Stored items from a collection
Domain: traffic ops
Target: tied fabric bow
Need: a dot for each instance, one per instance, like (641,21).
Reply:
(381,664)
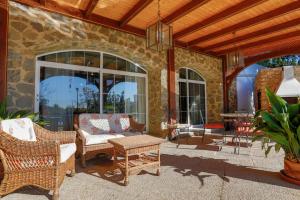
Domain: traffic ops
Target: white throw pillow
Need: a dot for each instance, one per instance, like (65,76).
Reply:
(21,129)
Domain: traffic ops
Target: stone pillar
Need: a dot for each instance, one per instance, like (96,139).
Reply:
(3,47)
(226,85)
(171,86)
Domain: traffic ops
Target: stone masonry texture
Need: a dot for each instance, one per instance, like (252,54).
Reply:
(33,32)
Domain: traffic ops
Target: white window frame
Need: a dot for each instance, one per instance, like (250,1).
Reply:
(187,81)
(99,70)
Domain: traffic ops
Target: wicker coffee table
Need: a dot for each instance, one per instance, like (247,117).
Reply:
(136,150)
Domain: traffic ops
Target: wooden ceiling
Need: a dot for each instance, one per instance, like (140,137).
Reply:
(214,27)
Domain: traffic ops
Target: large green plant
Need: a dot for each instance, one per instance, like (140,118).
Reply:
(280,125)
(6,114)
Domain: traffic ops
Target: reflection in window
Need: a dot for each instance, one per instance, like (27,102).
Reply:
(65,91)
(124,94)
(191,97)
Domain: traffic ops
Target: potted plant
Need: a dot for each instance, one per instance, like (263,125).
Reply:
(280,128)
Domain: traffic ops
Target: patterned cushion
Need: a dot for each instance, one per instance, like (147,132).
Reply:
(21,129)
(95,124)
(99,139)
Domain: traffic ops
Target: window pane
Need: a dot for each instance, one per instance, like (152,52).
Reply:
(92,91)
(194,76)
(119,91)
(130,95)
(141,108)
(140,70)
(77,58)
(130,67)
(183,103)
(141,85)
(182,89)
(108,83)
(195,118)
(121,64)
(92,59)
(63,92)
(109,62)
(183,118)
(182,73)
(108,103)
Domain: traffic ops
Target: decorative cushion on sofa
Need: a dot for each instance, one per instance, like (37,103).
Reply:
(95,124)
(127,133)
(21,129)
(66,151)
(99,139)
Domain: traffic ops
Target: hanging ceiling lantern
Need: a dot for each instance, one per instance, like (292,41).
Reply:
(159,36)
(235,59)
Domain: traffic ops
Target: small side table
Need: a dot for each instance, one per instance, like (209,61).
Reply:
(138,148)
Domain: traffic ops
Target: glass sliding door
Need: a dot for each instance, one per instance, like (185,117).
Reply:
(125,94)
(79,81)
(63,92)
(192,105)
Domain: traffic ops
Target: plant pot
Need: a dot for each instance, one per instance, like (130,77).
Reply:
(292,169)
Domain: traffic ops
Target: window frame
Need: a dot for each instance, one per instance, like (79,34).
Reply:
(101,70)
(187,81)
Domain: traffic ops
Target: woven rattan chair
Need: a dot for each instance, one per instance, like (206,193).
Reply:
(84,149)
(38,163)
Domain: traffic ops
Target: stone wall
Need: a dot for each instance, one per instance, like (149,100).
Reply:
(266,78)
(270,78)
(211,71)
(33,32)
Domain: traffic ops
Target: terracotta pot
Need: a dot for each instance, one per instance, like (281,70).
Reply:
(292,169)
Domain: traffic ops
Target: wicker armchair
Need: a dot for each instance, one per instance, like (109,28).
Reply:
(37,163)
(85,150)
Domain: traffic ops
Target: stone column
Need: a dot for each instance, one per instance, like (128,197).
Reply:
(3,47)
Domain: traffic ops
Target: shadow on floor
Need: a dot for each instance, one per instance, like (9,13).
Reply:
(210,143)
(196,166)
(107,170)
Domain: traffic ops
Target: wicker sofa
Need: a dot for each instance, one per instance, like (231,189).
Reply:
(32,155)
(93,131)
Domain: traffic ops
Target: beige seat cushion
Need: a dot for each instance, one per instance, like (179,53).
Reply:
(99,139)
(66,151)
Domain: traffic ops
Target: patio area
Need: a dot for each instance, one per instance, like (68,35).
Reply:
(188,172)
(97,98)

* * *

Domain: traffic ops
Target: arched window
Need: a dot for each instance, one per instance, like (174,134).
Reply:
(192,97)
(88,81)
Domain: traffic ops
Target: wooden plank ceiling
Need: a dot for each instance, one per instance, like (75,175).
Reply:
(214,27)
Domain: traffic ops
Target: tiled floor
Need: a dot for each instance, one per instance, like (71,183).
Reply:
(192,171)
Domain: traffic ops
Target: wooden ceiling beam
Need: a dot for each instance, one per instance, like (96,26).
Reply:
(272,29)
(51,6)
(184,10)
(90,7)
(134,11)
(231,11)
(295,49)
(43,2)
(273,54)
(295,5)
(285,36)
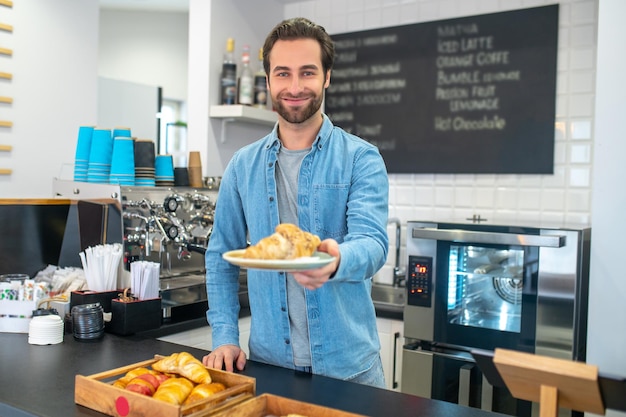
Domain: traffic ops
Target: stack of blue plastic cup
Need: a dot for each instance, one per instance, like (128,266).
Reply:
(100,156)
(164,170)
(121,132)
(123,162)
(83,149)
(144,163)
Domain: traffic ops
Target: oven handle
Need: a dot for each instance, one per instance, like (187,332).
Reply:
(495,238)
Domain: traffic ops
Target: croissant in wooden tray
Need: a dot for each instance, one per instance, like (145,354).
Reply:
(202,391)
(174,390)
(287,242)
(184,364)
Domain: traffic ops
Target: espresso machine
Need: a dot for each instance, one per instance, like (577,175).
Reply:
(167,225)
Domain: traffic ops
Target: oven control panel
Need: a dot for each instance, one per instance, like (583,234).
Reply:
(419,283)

---

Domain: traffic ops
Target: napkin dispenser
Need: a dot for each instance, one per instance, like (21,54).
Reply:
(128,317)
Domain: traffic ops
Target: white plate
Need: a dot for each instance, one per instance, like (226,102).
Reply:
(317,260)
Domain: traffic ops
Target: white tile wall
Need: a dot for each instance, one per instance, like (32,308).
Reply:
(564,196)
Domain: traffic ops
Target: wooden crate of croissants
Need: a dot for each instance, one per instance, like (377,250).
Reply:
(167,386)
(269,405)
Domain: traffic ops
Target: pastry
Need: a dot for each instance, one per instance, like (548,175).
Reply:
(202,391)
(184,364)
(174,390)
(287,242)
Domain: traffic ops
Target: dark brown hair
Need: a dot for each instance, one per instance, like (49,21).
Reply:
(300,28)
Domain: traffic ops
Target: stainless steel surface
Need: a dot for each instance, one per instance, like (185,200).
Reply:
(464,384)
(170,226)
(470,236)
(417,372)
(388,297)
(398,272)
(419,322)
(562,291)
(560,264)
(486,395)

* [Instructions to follow] Extract each line of the entries that contains the word "wall".

* [Written answer]
Target: stone wall
Target: white tile wall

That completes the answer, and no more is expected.